= WHAT YOU ARE ASKED TO DO =
Repeat word for word, please, only the lines of the material from the one containing "Query: balcony" through its final line, both ends included.

= DATA =
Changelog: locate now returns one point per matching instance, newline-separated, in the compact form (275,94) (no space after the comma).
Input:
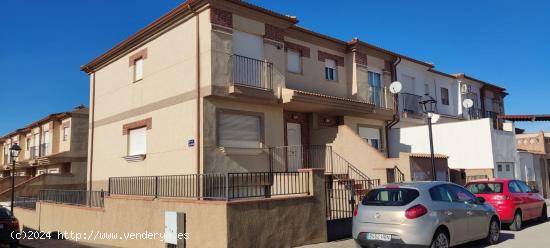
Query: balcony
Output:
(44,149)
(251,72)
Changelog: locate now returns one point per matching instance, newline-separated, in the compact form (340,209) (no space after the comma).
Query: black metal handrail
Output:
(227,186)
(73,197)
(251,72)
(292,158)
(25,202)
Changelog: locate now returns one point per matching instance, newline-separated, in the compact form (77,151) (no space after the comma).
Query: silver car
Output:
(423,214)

= SOLUTION FOR THIS EXERCISE =
Query: balcony
Output:
(44,149)
(251,72)
Changelog: locate now returns one point per matching instance, newline-separated, in the compact form (340,209) (no space after the comma).
Query: black metal handrail
Output:
(227,186)
(73,197)
(251,72)
(292,158)
(25,202)
Changelog: locate now returns one point per matching instance, newline-separated, in the compact form (77,151) (no space after the comma).
Query: silver car
Output:
(423,214)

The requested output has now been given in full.